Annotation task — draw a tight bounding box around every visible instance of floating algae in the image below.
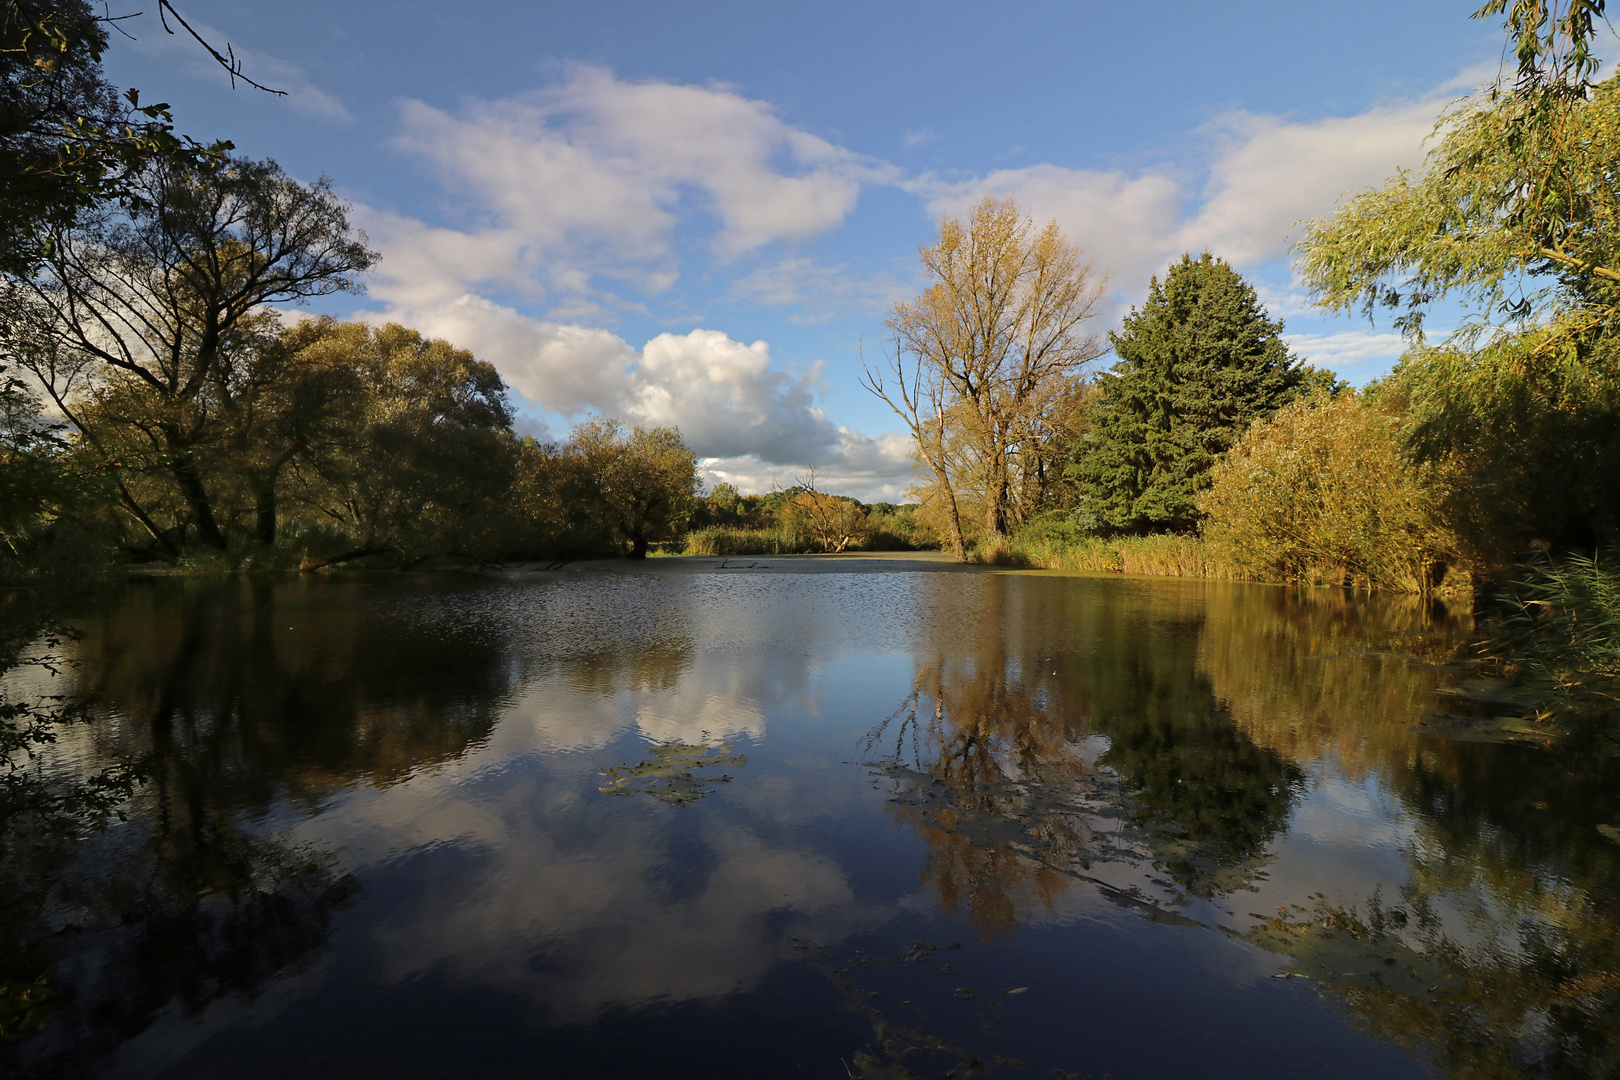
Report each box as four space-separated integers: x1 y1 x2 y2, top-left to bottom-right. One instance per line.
598 739 748 807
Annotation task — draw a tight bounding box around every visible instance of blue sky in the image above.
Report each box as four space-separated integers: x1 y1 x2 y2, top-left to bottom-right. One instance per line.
97 2 1577 498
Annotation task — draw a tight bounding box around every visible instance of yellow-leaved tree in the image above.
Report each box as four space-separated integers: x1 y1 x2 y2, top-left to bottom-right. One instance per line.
864 195 1105 560
1199 391 1457 592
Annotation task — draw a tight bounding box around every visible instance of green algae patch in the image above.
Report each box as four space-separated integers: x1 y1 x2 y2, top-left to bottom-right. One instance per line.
598 740 749 806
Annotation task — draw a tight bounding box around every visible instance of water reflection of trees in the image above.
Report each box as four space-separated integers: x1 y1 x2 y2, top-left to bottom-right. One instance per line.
1 578 522 1076
73 577 512 807
875 574 1620 1078
869 577 1314 936
1198 585 1620 1075
864 653 1129 940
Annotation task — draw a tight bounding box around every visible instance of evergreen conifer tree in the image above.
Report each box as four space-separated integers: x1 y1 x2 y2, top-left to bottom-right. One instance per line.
1075 253 1324 534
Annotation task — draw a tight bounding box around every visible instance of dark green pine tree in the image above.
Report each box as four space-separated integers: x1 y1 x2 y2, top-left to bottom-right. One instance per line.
1075 252 1329 534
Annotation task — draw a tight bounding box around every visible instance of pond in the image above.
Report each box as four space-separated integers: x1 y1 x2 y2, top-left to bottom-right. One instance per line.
2 557 1617 1079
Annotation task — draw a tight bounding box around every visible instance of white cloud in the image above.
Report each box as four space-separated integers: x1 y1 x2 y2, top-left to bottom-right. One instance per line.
1283 329 1410 373
698 428 918 503
908 90 1449 309
363 293 639 415
385 65 899 311
627 330 836 462
355 208 535 308
902 128 936 149
1176 102 1440 266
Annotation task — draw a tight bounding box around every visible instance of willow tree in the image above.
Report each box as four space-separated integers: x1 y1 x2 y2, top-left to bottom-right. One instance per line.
1295 1 1620 349
565 419 699 559
3 154 374 554
290 322 516 568
866 195 1105 557
1294 0 1620 553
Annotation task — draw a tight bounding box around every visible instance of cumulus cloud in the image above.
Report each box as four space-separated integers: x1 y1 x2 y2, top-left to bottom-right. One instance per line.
382 65 898 310
358 292 917 497
909 91 1447 308
698 429 918 503
626 330 837 462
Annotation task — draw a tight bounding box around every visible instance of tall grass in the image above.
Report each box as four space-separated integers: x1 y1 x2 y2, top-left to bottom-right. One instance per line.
964 512 1233 578
682 517 937 557
1481 553 1620 743
681 527 793 556
973 528 1237 578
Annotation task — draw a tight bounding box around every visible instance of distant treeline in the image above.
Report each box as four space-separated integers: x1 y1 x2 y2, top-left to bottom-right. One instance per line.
0 299 942 575
685 483 934 556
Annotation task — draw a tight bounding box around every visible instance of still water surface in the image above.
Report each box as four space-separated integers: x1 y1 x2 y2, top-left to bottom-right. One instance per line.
5 559 1618 1079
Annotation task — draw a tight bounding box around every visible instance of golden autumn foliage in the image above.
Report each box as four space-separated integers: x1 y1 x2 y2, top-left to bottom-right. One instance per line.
1199 391 1459 592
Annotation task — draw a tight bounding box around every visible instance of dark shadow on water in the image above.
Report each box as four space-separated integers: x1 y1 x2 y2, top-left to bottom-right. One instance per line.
0 577 519 1077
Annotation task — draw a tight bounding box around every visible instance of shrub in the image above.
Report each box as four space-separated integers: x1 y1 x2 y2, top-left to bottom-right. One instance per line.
863 503 939 551
681 527 789 556
1199 391 1458 592
779 491 870 553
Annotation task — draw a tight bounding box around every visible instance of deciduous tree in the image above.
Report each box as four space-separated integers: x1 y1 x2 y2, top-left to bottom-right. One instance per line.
566 419 699 558
4 154 374 553
292 322 515 567
868 195 1104 557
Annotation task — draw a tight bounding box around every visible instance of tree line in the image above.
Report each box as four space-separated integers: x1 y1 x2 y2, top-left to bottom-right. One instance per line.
7 0 1620 600
0 2 719 574
869 0 1620 606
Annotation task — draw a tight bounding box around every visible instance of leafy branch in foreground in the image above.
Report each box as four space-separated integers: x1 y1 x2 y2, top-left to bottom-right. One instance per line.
0 624 139 833
1295 1 1619 351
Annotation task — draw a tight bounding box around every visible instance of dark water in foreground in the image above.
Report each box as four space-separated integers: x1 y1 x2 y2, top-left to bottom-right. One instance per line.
3 559 1618 1079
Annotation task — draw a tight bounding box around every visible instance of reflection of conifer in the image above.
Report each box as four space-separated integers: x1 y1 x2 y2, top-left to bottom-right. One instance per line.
1028 585 1306 899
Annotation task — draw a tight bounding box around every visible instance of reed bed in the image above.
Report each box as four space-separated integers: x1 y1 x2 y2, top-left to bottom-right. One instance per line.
973 531 1240 579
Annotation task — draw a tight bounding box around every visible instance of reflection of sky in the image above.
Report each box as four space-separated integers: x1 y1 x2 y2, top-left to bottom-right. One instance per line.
78 570 1508 1078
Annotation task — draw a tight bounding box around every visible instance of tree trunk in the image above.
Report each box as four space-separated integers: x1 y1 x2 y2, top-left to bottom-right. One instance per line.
982 441 1011 537
170 455 228 551
630 531 649 558
934 467 968 562
253 483 277 547
160 423 227 551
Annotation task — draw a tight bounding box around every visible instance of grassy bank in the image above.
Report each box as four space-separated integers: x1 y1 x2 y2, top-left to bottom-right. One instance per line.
680 523 928 557
970 530 1239 579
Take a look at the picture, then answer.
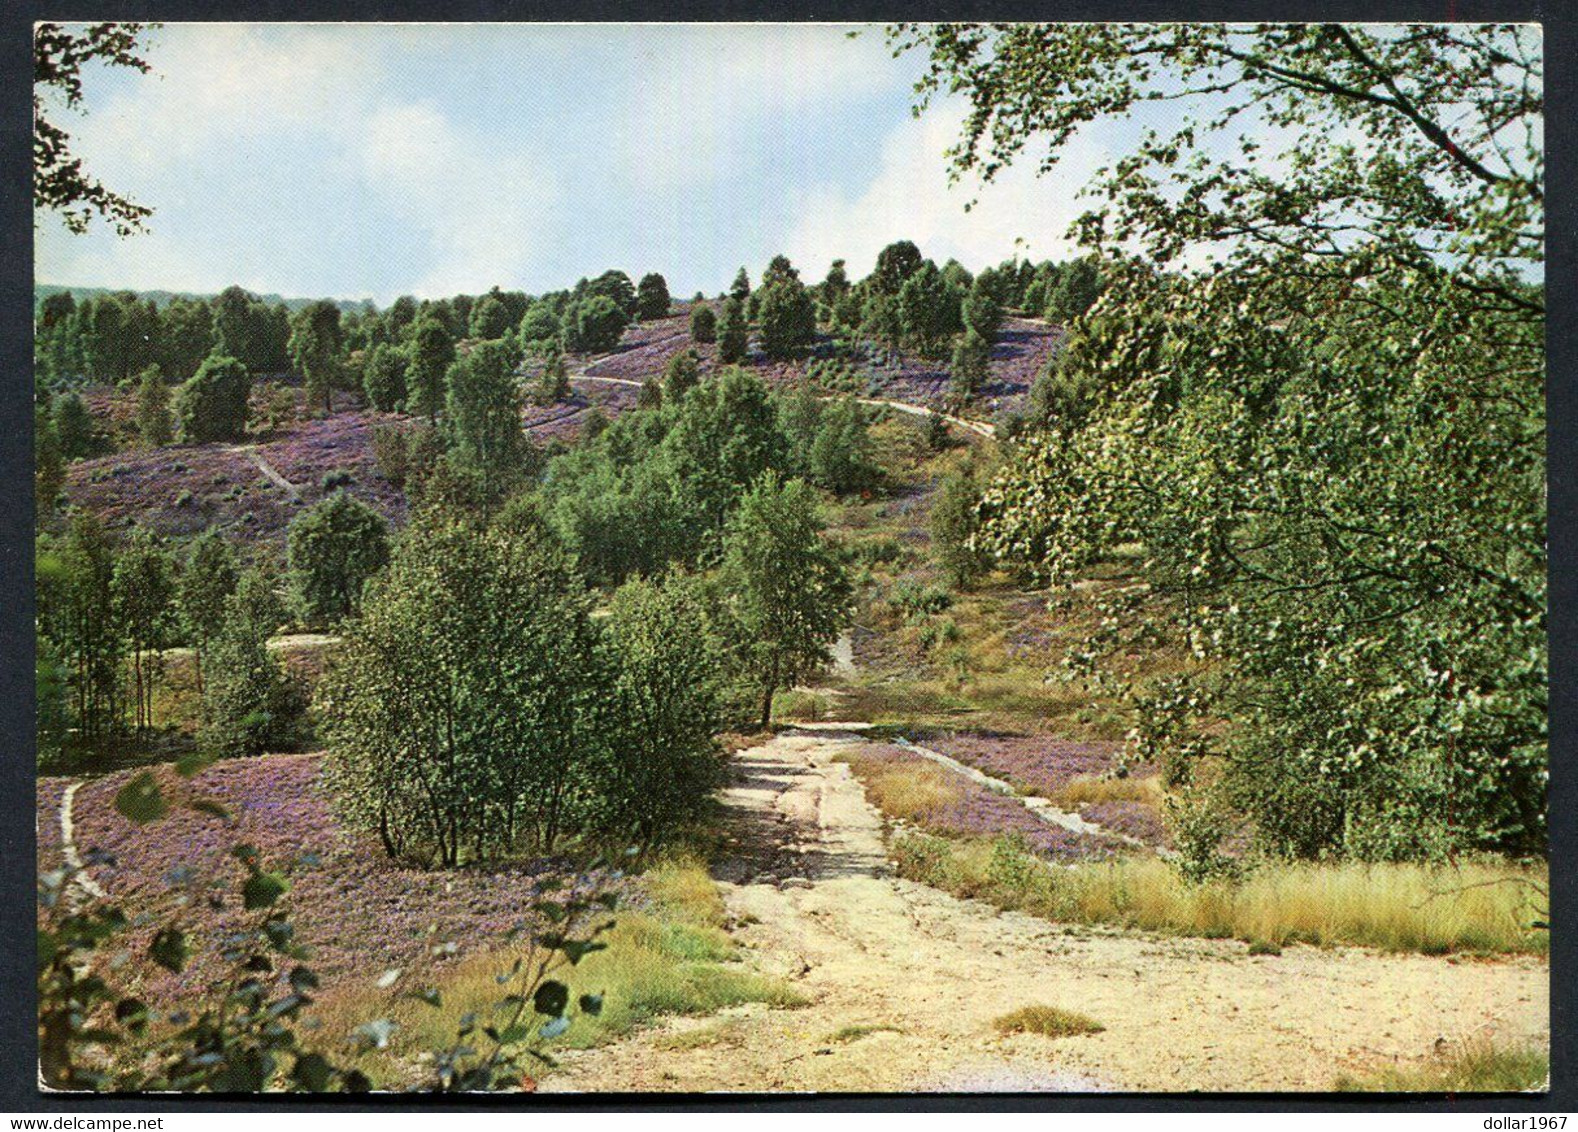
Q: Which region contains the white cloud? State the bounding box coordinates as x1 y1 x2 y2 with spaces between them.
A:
782 100 1102 279
612 25 907 190
359 102 563 297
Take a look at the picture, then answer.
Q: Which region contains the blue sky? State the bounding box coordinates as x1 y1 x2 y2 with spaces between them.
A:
34 23 1112 304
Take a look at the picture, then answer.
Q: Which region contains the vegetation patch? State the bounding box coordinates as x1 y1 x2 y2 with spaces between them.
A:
993 1005 1104 1038
892 831 1548 956
1335 1040 1549 1093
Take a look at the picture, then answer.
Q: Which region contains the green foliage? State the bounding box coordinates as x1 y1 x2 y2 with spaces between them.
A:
807 397 880 496
600 572 726 844
362 342 408 412
134 365 172 446
897 260 962 355
407 318 455 423
662 348 701 402
53 391 95 460
930 461 992 587
757 276 818 359
175 354 251 443
200 599 297 759
689 303 717 344
180 528 238 689
562 294 630 354
908 24 1547 859
729 267 751 305
949 331 990 401
1045 257 1103 326
720 471 852 729
870 240 924 296
518 301 561 346
583 269 639 318
285 492 391 625
717 296 749 363
532 341 570 406
112 526 176 732
443 339 527 498
636 272 671 320
467 294 512 340
35 404 64 523
48 513 123 740
288 300 344 414
318 515 605 863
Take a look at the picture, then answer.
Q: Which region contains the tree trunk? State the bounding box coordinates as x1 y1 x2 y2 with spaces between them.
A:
759 679 774 732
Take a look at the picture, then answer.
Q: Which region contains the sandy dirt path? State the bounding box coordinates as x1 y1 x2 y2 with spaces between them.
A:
546 728 1547 1094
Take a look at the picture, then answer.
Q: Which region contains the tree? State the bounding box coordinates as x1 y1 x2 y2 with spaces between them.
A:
53 391 94 460
362 342 408 412
949 331 990 401
600 571 725 844
721 473 851 729
34 23 155 234
134 365 172 446
761 255 800 289
717 296 749 363
819 259 851 311
659 367 786 537
689 303 717 344
286 492 391 625
562 295 629 354
903 22 1546 859
518 301 560 346
585 270 639 318
445 339 526 498
407 318 455 424
870 239 925 296
961 274 1005 343
897 260 962 355
636 273 671 320
175 355 251 443
662 348 701 402
113 526 175 732
533 341 570 406
468 294 512 340
1045 257 1103 326
931 461 991 588
212 287 268 374
55 512 122 740
157 298 216 382
808 398 881 496
179 528 238 694
289 300 343 415
35 405 64 524
200 594 294 759
757 277 817 359
729 267 752 306
318 516 605 864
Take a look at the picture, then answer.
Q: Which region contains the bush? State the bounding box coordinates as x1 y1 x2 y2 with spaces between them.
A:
370 423 410 487
636 273 671 320
200 612 299 758
808 398 880 495
689 304 717 344
757 278 817 359
563 294 629 354
175 355 251 443
717 297 748 363
362 343 408 412
887 578 953 620
285 492 390 625
931 464 992 587
320 469 355 492
134 366 172 447
53 391 96 459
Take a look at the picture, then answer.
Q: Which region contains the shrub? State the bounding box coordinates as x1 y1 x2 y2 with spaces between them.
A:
199 609 298 758
930 464 992 587
887 578 953 620
563 294 629 354
717 296 748 363
370 423 410 487
808 398 880 495
285 492 390 625
134 365 172 447
992 1006 1104 1037
689 303 717 344
362 343 408 412
175 355 251 443
636 272 671 320
320 469 355 492
53 391 95 459
756 278 817 359
662 348 701 402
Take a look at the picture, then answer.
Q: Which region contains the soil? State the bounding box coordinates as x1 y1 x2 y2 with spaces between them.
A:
545 727 1548 1094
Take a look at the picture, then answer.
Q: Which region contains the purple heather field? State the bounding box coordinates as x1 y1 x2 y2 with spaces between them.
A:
40 755 596 1004
847 743 1130 862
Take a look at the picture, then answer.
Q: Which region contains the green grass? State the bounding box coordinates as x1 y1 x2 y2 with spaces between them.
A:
993 1005 1104 1037
892 831 1548 956
304 856 805 1086
1335 1040 1549 1092
825 1023 904 1044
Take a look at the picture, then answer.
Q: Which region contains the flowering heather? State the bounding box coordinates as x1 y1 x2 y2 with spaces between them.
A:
36 778 67 872
844 743 1125 862
50 754 589 1006
64 443 277 541
916 730 1131 796
257 412 407 525
1078 801 1171 850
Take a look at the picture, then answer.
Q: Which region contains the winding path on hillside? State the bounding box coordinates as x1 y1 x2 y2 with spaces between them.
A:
227 444 303 502
546 727 1547 1093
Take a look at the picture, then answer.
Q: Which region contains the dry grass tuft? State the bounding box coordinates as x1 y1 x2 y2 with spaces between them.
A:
993 1005 1104 1038
1052 774 1164 808
835 750 963 820
892 832 1549 956
1335 1039 1549 1092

Your objective: From the material above, copy every line that has the word "path" in it.

Task result:
Q: Which region contains the sandy dirt path? State the bounding box coordinates as x1 y1 x2 y2 with spaces between them.
Q: Which region contains the winding path on hillside? State the bounding box coordinates as x1 y1 x2 y2 with spaces between them.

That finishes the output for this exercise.